The data
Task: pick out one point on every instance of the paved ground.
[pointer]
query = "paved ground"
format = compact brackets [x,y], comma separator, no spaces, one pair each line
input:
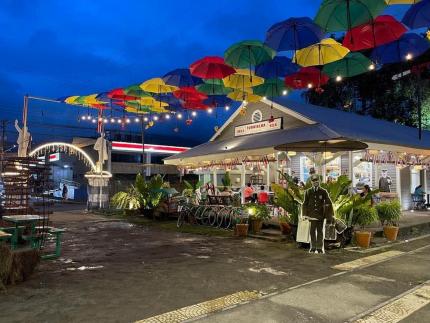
[118,272]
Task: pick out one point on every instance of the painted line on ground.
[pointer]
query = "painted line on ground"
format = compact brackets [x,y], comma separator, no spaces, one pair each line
[399,307]
[391,245]
[202,309]
[366,261]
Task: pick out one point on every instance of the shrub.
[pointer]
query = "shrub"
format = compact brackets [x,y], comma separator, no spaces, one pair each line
[389,212]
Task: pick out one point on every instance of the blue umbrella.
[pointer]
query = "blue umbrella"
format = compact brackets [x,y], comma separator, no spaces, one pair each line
[280,66]
[418,15]
[293,34]
[218,101]
[181,77]
[405,48]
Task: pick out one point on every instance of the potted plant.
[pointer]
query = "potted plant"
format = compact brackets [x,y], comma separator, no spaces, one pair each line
[364,215]
[389,214]
[257,214]
[241,227]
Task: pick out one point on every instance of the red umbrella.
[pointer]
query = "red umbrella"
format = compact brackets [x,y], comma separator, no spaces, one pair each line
[306,77]
[211,67]
[119,94]
[189,93]
[383,30]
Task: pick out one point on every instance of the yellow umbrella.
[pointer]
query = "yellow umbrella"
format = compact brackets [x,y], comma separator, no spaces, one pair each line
[242,79]
[390,2]
[238,95]
[157,85]
[149,101]
[327,51]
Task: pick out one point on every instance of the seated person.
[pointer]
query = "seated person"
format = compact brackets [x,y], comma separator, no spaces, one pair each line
[263,196]
[248,193]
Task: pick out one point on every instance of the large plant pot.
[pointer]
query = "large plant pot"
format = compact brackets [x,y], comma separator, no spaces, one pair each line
[256,225]
[362,238]
[390,232]
[285,228]
[241,229]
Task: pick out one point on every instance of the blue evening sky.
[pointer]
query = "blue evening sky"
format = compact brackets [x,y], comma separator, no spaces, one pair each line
[55,48]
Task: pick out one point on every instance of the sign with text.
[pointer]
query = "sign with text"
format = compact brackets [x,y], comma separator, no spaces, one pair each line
[258,127]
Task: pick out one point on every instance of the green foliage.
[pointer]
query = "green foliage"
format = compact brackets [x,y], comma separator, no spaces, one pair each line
[226,181]
[257,211]
[389,212]
[142,195]
[365,214]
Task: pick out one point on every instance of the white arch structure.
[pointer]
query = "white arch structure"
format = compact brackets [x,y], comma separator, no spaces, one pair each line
[46,148]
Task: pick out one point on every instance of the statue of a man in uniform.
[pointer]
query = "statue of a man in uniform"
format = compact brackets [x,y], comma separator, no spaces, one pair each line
[318,208]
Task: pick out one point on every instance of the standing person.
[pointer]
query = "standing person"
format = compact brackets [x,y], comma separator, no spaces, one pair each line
[65,191]
[317,207]
[384,182]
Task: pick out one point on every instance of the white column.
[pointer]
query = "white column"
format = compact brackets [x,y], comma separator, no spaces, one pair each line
[148,163]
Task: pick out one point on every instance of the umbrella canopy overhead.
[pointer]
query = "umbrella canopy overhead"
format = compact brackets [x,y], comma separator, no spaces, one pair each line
[157,85]
[211,67]
[242,79]
[248,53]
[351,65]
[340,15]
[270,88]
[418,15]
[382,30]
[307,77]
[293,34]
[325,52]
[213,87]
[181,77]
[406,48]
[280,66]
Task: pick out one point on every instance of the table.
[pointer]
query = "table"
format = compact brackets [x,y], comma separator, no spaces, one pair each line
[27,219]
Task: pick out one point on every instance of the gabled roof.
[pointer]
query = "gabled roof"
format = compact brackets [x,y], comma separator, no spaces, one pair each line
[359,127]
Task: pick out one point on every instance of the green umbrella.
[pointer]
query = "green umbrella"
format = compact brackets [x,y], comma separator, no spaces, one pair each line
[270,88]
[248,53]
[213,87]
[340,15]
[135,90]
[352,64]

Exercise details
Rewrite the lines from the one containing "Task: pick out one point on every instance of the table." through the last line, changing "gabled roof" to "pitched roof" and keeping everything else the same. Output only those lines.

Response to the exercise
Task: pick out one point on every instance of the table.
[pointer]
query = "table"
format = compact brackets [x,y], comma separator, no spaces, one pair each line
[27,219]
Task: pick out one point on every instance of the pitched roof.
[pointer]
query = "pitched roof"
format = compact brackets [x,y], comma separator, no spaces, one pair each line
[359,127]
Task: pick out one point on every instance of the green umbrella.
[pointer]
query = "green umbrella"
format = compact brackets [x,y], comma separator, no spaces, one pair each line
[270,88]
[248,53]
[213,87]
[340,15]
[135,90]
[352,64]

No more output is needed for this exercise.